→ WHAT TO PRODUCE: Pull together every line in the items below that contains the word "white", copying each one in full. Case counts.

(Excerpts of location labeling data)

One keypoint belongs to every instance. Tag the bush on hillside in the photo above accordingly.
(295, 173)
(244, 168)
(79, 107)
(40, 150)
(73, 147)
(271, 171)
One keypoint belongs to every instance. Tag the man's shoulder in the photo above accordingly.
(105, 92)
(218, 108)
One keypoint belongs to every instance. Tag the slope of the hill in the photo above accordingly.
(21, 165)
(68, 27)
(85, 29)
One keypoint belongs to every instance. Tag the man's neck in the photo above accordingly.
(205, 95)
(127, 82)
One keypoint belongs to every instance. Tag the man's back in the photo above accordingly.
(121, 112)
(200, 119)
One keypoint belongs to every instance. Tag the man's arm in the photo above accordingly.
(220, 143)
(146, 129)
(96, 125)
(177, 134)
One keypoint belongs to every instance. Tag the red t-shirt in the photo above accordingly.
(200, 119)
* * *
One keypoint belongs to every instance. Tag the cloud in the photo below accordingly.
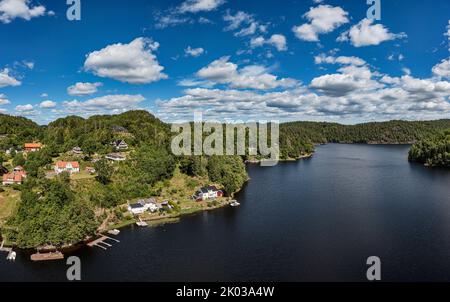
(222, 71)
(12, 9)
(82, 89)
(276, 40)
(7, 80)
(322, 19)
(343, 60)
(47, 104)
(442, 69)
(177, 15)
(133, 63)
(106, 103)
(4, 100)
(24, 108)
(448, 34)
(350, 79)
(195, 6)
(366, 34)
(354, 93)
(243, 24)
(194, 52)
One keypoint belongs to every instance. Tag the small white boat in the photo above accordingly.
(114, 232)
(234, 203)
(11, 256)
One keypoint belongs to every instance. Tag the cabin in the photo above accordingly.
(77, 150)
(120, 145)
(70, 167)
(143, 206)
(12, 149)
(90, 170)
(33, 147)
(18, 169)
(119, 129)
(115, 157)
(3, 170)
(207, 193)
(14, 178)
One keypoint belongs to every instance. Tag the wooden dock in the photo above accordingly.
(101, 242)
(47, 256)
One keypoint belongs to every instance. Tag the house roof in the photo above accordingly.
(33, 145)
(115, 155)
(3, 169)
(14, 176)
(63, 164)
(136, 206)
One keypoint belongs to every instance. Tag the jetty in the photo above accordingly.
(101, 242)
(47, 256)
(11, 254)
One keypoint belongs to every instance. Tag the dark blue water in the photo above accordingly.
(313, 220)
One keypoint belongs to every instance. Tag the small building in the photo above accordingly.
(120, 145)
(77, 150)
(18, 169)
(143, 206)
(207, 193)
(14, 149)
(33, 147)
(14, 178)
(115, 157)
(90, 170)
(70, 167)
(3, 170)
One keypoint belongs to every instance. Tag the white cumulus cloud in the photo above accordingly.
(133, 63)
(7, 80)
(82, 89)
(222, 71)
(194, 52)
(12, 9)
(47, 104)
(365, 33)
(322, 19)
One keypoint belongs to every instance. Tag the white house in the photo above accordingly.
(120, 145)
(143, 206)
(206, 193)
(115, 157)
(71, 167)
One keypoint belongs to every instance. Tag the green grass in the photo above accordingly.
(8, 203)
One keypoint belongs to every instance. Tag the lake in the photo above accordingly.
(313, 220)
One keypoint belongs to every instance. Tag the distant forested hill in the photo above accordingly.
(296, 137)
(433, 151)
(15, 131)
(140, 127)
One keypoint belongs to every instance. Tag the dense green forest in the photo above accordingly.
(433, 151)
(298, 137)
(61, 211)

→ WRITTEN SOLUTION:
One keypoint belongs to every instance. Tag the small white boat in the photo above accordingly.
One keypoint belongs to every instance. Tag the white cumulus cloud in the photo above accordingly.
One keypoint belongs to every instance. Tag the white house in the photo above accordingly.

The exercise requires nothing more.